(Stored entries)
****
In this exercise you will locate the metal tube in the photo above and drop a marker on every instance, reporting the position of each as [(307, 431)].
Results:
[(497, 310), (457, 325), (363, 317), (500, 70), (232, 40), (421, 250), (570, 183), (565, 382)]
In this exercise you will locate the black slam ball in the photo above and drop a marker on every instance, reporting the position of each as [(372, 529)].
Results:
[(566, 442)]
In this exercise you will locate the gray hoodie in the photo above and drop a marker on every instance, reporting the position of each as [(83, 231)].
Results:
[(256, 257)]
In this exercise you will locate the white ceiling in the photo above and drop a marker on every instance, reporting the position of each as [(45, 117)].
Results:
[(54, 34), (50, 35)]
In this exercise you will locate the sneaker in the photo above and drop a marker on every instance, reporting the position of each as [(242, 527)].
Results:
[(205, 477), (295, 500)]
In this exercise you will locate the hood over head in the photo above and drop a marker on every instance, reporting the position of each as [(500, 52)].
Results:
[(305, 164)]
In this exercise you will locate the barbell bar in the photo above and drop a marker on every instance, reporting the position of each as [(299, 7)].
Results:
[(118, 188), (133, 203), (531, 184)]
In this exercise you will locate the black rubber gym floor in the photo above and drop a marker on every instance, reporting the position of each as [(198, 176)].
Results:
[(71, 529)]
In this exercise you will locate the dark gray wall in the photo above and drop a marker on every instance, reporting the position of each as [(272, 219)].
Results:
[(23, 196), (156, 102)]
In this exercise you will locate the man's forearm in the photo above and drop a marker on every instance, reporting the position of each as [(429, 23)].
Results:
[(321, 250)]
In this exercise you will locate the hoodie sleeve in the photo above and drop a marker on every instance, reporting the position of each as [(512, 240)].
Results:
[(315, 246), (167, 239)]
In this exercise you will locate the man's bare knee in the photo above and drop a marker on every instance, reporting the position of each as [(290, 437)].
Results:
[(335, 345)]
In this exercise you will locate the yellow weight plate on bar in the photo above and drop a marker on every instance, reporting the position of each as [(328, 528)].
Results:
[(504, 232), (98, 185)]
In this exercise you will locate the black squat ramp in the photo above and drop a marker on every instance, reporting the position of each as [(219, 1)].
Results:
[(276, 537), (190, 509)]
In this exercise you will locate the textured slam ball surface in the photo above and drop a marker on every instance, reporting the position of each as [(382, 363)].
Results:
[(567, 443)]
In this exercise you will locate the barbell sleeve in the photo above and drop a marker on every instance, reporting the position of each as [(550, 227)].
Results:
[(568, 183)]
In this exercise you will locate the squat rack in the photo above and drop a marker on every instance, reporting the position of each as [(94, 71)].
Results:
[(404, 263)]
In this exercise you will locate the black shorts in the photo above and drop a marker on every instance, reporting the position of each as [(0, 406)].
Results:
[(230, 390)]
****
WHAT THE TASK REQUIRES: Rewrite every row above, swapping "drop a marker" for "place a point" and leaving everything else unchanged.

FULL ANSWER:
In this exercise you will locate the metal tube in the photo above and place a point on every instance, reporting the position of each as [(307, 431)].
Results:
[(497, 310), (457, 325), (363, 317), (500, 70), (232, 40), (421, 250), (570, 183), (565, 382)]
In this exercise you will locate the black slam ball in the photo above and place a point on every instance, reporting the position of each as [(372, 529)].
Results:
[(566, 442)]
In this exercise you will locate the gray hoodie in the photo above and place a point on every instance, reporting the position of each as [(83, 231)].
Results:
[(256, 257)]
In this exercise you will locate the white ceiling in the photo above and place a point on every instance, reporting the position of each as [(45, 117)].
Results:
[(54, 34), (50, 35)]
In this exercise you will locate the sneaker in the photo above and place a point on every instance, reporting the position of each as [(242, 527)].
Results:
[(205, 477), (295, 500)]
In this exercise you will locate the hood over head in the photo above and place a point on every instance, reporting the position of each as [(500, 52)].
Results:
[(305, 164)]
In this exercise you will locate the barbell bar in the photo above and place a point on every instance, reporting the position of each as [(299, 7)].
Results:
[(118, 188), (133, 203), (531, 184)]
In this exercise you will locate the black rubber gym floor in the photo above and place a point on every instance, reporting the position of each as [(198, 176)].
Results:
[(71, 529)]
In this exercise you will locate the dark gray wall in the photo above and place a point on every instance, reporting the position of each as [(272, 219)].
Results:
[(23, 196), (156, 102)]
In this exercise you will locate the man's forearm in the photo above and place a point on every instance, reporting the position of each as [(429, 23)].
Results:
[(321, 250)]
In this exercise you will locate the hoodie sleeve in the photo above and place a point on every instance, reporting the position of each as [(512, 240)].
Results:
[(315, 246), (167, 239)]
In this exercise you will locate the man's bare knee in the photo above and place a point on every instance, reporting the position of each as [(290, 437)].
Results:
[(335, 345)]
In this exercise you will locate the yellow weight plate on bar in the photo above and place a point on every instance, reporting the position of each as [(328, 528)].
Results:
[(504, 232), (98, 185)]
In this exercise you will locate the black squat ramp in the photo above and place a point on every instance, reporting the position of each as [(219, 1)].
Results:
[(276, 537), (190, 509)]
In this exercise you will locate the textured slam ball surface in the photo above and place a point on every instance, reporting the position of each as [(382, 363)].
Results:
[(567, 443)]
In this exercise you will locate the barbell sleeve in the photo above and place a point on every instance, reporting the position of each as [(550, 227)].
Results:
[(568, 183)]
In this exercise you will locate the squat rack in the photo above and place a point on every instance, reporting the position of each as [(94, 71)].
Results:
[(404, 263)]
In this exercise you will locate the black shorts in the photo above and place a point on every instance, reporting the position of each as [(0, 406)].
Results:
[(230, 390)]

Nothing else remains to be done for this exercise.